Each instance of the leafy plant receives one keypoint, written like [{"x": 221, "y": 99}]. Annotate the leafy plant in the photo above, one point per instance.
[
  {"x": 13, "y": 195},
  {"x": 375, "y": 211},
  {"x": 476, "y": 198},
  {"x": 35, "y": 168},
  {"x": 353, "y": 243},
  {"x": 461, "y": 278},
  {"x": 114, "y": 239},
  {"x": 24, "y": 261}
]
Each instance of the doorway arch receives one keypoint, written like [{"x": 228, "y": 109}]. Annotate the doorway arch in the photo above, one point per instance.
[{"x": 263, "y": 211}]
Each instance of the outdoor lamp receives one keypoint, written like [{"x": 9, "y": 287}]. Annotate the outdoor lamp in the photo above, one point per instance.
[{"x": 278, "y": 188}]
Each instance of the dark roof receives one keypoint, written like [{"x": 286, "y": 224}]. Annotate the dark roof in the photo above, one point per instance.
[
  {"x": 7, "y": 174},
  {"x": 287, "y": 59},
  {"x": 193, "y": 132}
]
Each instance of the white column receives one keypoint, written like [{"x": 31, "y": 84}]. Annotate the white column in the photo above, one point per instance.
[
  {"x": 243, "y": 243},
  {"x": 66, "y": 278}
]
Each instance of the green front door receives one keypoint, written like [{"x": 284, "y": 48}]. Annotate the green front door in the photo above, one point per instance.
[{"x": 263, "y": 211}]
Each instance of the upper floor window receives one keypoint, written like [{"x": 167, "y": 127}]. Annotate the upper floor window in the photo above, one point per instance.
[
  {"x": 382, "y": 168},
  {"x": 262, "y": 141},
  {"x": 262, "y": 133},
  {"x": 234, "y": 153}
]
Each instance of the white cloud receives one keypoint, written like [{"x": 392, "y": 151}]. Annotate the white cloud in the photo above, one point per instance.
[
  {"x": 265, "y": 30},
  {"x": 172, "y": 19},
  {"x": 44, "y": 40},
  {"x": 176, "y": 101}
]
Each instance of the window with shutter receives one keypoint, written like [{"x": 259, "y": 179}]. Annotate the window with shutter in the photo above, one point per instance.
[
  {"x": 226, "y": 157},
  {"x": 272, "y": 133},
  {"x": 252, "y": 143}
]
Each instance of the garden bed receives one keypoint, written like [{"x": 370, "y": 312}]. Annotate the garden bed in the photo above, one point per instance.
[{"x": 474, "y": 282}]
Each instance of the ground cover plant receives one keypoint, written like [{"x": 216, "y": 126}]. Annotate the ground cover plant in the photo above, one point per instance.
= = = = =
> [What needs to be done]
Convert every line of the listing above into a JSON array of strings, one string per line, omitting any blank lines.

> [Exercise response]
[
  "Each instance of the leafy plant receives one keypoint, written like [{\"x\": 221, \"y\": 99}]. Annotate the leafy plant in the photo above, one point per instance.",
  "[",
  "  {\"x\": 13, \"y\": 195},",
  "  {\"x\": 375, \"y\": 211},",
  "  {\"x\": 476, \"y\": 198},",
  "  {\"x\": 35, \"y\": 168},",
  "  {\"x\": 353, \"y\": 243},",
  "  {\"x\": 461, \"y\": 278},",
  "  {\"x\": 114, \"y\": 239},",
  "  {\"x\": 24, \"y\": 261}",
  "]",
  "Each instance of the doorway arch receives one keypoint, written like [{\"x\": 228, \"y\": 109}]. Annotate the doorway arch in the photo above, one point per instance.",
  "[{\"x\": 263, \"y\": 211}]",
  "Each instance of the outdoor lamp receives one keypoint, written like [{\"x\": 9, \"y\": 287}]. Annotate the outdoor lamp in the photo above, one point per instance.",
  "[{\"x\": 278, \"y\": 188}]",
  "Each instance of the dark roof receives one keypoint, written like [{\"x\": 286, \"y\": 224}]. Annotate the dark roof in the photo above, one point per instance.",
  "[",
  "  {\"x\": 7, \"y\": 174},",
  "  {\"x\": 287, \"y\": 59},",
  "  {\"x\": 193, \"y\": 132}",
  "]",
  "Each instance of the white column receives one keypoint, written like [{\"x\": 31, \"y\": 84}]. Annotate the white column in the photo above, one point per instance.",
  "[",
  "  {\"x\": 243, \"y\": 243},",
  "  {\"x\": 66, \"y\": 278}",
  "]",
  "Each instance of the green front door receives one keypoint, written like [{\"x\": 284, \"y\": 48}]. Annotate the green front door in the photo above, one point per instance.",
  "[{\"x\": 263, \"y\": 211}]",
  "Each instance of the upper floor window receives one keypoint, written like [{\"x\": 167, \"y\": 127}]. Annotate the upper floor window in the photo above, one point per instance.",
  "[",
  "  {\"x\": 382, \"y\": 168},",
  "  {\"x\": 262, \"y\": 141},",
  "  {\"x\": 262, \"y\": 133},",
  "  {\"x\": 234, \"y\": 153}",
  "]",
  "Each instance of the white cloud receives one keypoint, written like [{\"x\": 392, \"y\": 151}]. Annotate the white cloud in the photo above, one point per instance.",
  "[",
  "  {\"x\": 265, \"y\": 30},",
  "  {\"x\": 172, \"y\": 19},",
  "  {\"x\": 44, \"y\": 40},",
  "  {\"x\": 176, \"y\": 101}",
  "]",
  "Each instance of the window with shutter receives one keypoint, written like [{\"x\": 259, \"y\": 179}]. Annotate the window with shutter in the photo above, one point per instance.",
  "[",
  "  {\"x\": 226, \"y\": 157},",
  "  {\"x\": 272, \"y\": 133},",
  "  {\"x\": 252, \"y\": 143}",
  "]",
  "Each instance of the garden bed receives one keypoint, written like [{\"x\": 370, \"y\": 312}]. Annotate the garden bed in the photo above, one point per instance.",
  "[{\"x\": 474, \"y\": 282}]",
  "Each instance of the ground cover plant receives one keypoint, written like [{\"x\": 216, \"y\": 126}]. Annotate the ground cover plant in the photo above, one point per instance."
]